DIRECTION ::
Repeat the stretch of the data below from the line containing "Category: the door handle" through the final line of the data, including both of those lines.

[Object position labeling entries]
::::

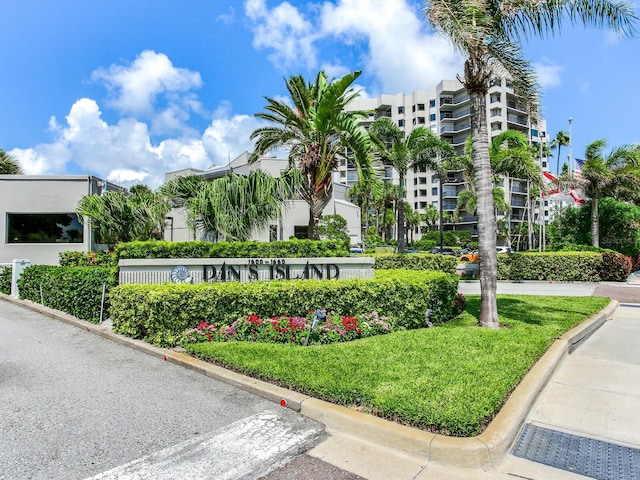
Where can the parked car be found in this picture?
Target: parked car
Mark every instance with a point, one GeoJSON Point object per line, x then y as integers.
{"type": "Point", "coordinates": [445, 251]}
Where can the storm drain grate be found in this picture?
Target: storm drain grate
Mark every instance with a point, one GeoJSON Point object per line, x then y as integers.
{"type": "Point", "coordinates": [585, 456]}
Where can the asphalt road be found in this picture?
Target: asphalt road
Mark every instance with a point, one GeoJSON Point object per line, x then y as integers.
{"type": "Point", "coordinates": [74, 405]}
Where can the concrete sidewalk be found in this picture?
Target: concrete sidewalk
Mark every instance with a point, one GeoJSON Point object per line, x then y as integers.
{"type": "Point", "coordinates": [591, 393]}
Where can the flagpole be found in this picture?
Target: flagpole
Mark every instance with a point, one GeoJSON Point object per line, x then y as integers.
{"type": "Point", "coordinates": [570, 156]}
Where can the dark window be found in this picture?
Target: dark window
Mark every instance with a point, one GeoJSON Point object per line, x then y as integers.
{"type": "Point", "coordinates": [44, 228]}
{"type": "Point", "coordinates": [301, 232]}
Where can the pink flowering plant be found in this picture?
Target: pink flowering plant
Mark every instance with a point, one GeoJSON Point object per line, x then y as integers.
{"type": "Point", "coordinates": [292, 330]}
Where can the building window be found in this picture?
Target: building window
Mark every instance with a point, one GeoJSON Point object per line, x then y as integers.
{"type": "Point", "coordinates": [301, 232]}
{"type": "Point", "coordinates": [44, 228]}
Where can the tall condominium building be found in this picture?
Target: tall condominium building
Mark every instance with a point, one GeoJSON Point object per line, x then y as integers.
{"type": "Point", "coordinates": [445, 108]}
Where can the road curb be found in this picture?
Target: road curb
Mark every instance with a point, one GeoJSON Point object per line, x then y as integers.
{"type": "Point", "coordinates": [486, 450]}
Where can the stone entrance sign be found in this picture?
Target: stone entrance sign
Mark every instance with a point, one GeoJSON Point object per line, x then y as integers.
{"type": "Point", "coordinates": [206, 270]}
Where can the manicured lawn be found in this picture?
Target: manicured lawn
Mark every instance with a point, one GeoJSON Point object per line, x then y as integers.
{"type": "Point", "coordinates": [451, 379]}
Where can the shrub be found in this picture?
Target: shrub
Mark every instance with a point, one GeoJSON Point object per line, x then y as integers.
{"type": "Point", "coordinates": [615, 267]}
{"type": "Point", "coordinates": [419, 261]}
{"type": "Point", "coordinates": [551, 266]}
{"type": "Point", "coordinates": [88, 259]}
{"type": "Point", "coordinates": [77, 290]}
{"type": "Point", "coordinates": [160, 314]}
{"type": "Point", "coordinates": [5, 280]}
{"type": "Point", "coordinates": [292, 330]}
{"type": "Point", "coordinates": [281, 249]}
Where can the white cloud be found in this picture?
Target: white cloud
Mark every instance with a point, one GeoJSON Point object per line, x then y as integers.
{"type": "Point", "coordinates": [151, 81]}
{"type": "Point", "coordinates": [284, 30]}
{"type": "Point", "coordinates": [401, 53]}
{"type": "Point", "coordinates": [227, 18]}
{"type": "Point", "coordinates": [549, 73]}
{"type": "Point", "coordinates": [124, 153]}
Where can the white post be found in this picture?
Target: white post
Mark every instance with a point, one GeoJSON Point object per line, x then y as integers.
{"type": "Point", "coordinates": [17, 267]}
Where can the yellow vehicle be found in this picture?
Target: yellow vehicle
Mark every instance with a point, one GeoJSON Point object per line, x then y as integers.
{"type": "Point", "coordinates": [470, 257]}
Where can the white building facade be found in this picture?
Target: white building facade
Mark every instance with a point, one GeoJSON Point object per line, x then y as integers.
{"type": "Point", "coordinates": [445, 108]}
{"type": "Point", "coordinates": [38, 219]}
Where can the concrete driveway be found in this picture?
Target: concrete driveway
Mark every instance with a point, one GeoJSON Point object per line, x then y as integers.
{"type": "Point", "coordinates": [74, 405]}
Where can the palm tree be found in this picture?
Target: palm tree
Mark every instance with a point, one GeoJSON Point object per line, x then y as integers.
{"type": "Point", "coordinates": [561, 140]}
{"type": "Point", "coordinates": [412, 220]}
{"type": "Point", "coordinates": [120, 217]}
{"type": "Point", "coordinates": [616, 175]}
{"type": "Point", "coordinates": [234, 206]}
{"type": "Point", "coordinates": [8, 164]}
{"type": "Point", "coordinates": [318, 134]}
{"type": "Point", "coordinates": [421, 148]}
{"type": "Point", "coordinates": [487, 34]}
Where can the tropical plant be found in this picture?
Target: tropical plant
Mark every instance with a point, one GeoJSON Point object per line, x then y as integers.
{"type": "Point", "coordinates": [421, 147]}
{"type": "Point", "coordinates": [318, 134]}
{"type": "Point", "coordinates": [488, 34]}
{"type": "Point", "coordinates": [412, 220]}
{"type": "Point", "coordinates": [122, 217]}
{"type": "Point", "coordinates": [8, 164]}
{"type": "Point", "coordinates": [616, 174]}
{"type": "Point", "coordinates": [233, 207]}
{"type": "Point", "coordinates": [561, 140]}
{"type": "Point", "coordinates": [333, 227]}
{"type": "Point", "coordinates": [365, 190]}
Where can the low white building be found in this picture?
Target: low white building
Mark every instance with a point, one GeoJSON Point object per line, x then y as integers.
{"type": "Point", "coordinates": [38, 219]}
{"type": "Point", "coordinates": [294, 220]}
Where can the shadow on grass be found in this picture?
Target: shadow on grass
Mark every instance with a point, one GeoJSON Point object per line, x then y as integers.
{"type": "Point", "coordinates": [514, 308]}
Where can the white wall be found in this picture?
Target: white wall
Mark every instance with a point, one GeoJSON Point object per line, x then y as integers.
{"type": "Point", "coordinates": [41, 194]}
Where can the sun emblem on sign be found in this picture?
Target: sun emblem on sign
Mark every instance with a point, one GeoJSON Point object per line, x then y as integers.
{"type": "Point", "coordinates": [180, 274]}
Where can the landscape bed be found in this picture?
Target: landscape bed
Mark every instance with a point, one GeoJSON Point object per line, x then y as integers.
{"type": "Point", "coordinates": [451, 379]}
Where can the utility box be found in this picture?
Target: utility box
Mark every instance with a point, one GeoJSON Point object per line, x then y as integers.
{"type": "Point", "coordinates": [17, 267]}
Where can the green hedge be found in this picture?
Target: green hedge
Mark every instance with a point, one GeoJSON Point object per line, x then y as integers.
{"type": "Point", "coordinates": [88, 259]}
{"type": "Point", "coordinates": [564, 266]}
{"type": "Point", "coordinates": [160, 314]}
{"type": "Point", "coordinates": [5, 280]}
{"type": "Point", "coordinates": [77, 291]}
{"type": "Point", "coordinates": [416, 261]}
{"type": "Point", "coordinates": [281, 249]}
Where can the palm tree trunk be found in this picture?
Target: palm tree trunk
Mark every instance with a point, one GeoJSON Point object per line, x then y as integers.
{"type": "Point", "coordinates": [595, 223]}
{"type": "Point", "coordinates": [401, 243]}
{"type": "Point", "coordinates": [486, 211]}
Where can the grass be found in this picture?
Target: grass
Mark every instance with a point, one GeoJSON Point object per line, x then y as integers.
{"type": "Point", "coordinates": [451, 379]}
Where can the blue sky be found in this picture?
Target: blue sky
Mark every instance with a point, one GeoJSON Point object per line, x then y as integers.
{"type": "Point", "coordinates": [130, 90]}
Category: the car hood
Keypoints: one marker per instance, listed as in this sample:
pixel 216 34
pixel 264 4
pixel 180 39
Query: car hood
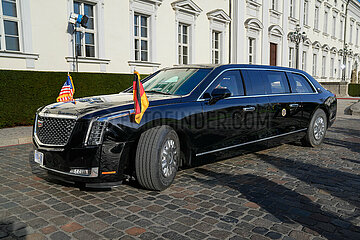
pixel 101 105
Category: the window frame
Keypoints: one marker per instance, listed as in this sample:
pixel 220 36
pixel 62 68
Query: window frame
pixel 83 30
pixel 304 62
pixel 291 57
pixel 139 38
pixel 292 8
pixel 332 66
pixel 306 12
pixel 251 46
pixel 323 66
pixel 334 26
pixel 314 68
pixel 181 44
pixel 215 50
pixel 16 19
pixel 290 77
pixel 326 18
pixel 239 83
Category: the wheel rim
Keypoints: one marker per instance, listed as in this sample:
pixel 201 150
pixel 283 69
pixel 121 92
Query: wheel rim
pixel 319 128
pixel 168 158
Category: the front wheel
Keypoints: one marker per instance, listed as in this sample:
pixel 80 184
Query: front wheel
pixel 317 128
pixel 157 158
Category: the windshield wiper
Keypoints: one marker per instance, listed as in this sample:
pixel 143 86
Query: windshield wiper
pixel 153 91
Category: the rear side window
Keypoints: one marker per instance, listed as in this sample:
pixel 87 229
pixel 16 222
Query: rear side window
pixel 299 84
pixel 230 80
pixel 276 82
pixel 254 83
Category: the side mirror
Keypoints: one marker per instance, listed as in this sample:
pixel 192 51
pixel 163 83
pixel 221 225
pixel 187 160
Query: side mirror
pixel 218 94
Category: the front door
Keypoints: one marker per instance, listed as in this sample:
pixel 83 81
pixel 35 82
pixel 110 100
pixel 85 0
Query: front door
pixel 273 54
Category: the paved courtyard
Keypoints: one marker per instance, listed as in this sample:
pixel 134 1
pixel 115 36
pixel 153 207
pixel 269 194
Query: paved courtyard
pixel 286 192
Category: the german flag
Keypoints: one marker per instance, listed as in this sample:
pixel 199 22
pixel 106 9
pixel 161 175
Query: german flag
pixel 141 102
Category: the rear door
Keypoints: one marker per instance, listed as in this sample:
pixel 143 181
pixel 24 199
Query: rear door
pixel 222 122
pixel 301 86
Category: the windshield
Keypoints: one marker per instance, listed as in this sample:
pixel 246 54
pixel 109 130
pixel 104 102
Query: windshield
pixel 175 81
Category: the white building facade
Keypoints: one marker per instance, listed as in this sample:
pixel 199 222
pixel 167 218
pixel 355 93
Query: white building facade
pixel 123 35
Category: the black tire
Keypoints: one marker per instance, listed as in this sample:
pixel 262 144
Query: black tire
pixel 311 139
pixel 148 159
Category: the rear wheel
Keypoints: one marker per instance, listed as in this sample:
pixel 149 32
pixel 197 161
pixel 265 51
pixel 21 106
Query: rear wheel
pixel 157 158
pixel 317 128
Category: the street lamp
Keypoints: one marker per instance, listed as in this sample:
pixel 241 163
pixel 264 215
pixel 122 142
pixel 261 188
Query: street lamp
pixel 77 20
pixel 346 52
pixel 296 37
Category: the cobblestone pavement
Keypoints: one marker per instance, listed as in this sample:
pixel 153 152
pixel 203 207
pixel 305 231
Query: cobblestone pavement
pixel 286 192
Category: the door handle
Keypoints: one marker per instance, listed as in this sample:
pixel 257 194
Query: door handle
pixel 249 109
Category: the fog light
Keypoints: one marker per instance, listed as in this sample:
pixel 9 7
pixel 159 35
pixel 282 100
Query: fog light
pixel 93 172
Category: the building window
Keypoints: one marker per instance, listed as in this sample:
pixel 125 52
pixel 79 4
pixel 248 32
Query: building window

::::

SOLVED PROBLEM ::
Category: the door handle
Keypoints: one marker per instance, listed as in this sample:
pixel 257 194
Query: door handle
pixel 249 109
Category: the fog light
Keypoints: one marker per instance, listed as in this sample:
pixel 9 7
pixel 159 35
pixel 282 100
Query: fog light
pixel 93 172
Category: the building window
Keypoints: one marker per instance, listed as in this sample:
pixel 125 52
pixel 79 4
pixel 248 32
Query: building window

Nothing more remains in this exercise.